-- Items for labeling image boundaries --

---

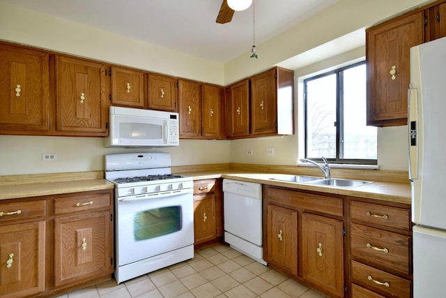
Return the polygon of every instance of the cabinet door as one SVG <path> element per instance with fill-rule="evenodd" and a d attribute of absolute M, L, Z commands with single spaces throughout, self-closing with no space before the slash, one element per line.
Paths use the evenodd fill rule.
<path fill-rule="evenodd" d="M 298 274 L 298 211 L 268 205 L 268 262 Z"/>
<path fill-rule="evenodd" d="M 251 133 L 275 134 L 277 123 L 276 69 L 255 75 L 251 82 Z"/>
<path fill-rule="evenodd" d="M 342 221 L 303 213 L 302 234 L 302 277 L 343 297 Z"/>
<path fill-rule="evenodd" d="M 367 33 L 367 125 L 407 124 L 410 47 L 423 42 L 423 13 Z"/>
<path fill-rule="evenodd" d="M 245 80 L 230 87 L 226 99 L 226 133 L 229 137 L 249 135 L 249 81 Z"/>
<path fill-rule="evenodd" d="M 141 71 L 112 68 L 112 105 L 146 107 L 145 75 Z"/>
<path fill-rule="evenodd" d="M 424 10 L 424 42 L 446 36 L 446 3 Z"/>
<path fill-rule="evenodd" d="M 108 211 L 54 219 L 56 286 L 112 273 L 110 225 Z"/>
<path fill-rule="evenodd" d="M 222 139 L 224 137 L 222 93 L 221 87 L 206 84 L 201 85 L 202 135 L 204 137 Z"/>
<path fill-rule="evenodd" d="M 178 80 L 159 75 L 148 75 L 148 108 L 177 112 Z"/>
<path fill-rule="evenodd" d="M 215 195 L 194 195 L 194 244 L 215 239 Z"/>
<path fill-rule="evenodd" d="M 57 131 L 106 135 L 105 89 L 109 76 L 105 66 L 59 56 L 56 77 Z"/>
<path fill-rule="evenodd" d="M 45 221 L 38 221 L 0 229 L 0 297 L 26 297 L 45 290 Z"/>
<path fill-rule="evenodd" d="M 0 69 L 0 133 L 48 131 L 48 54 L 1 44 Z"/>
<path fill-rule="evenodd" d="M 201 136 L 201 100 L 200 84 L 178 80 L 180 137 Z"/>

---

-- SET TASK --
Convert the lines above into a JSON list of strings with one string for each line. Skip blank lines and leave the pictures out.

-- SOLUTION FOR THIS TASK --
[
  "Return the polygon of every instance of the cabinet door as one SVG <path> element per instance with fill-rule=\"evenodd\" and a d attribute of absolute M, L, Z commands with single spaces throughout, self-closing with no space before the slash, one element per line.",
  "Paths use the evenodd fill rule.",
  "<path fill-rule=\"evenodd\" d=\"M 298 274 L 298 211 L 268 205 L 268 262 Z\"/>",
  "<path fill-rule=\"evenodd\" d=\"M 251 133 L 275 134 L 277 123 L 276 69 L 255 75 L 251 82 Z\"/>",
  "<path fill-rule=\"evenodd\" d=\"M 342 221 L 303 213 L 302 234 L 302 277 L 343 297 Z\"/>",
  "<path fill-rule=\"evenodd\" d=\"M 367 33 L 367 125 L 407 124 L 410 47 L 423 42 L 423 13 Z\"/>",
  "<path fill-rule=\"evenodd\" d=\"M 245 80 L 230 87 L 226 99 L 226 133 L 229 137 L 249 135 L 249 81 Z\"/>",
  "<path fill-rule=\"evenodd\" d=\"M 141 71 L 112 68 L 112 105 L 146 107 L 145 75 Z\"/>",
  "<path fill-rule=\"evenodd\" d=\"M 424 10 L 424 42 L 446 36 L 446 3 Z\"/>",
  "<path fill-rule=\"evenodd\" d=\"M 108 211 L 54 219 L 56 286 L 112 273 L 110 225 Z\"/>",
  "<path fill-rule=\"evenodd\" d=\"M 222 139 L 224 137 L 222 93 L 221 87 L 206 84 L 201 85 L 202 135 L 204 137 Z\"/>",
  "<path fill-rule=\"evenodd\" d=\"M 178 80 L 159 75 L 148 75 L 148 108 L 177 112 Z\"/>",
  "<path fill-rule=\"evenodd\" d=\"M 215 195 L 194 195 L 194 244 L 215 239 Z\"/>",
  "<path fill-rule=\"evenodd\" d=\"M 57 131 L 106 135 L 105 89 L 109 76 L 105 66 L 59 56 L 56 77 Z\"/>",
  "<path fill-rule=\"evenodd\" d=\"M 45 221 L 38 221 L 0 229 L 0 297 L 26 297 L 45 290 Z\"/>",
  "<path fill-rule=\"evenodd\" d=\"M 0 69 L 0 133 L 48 131 L 48 54 L 1 44 Z\"/>",
  "<path fill-rule=\"evenodd\" d=\"M 201 136 L 201 100 L 200 84 L 178 80 L 180 137 Z\"/>"
]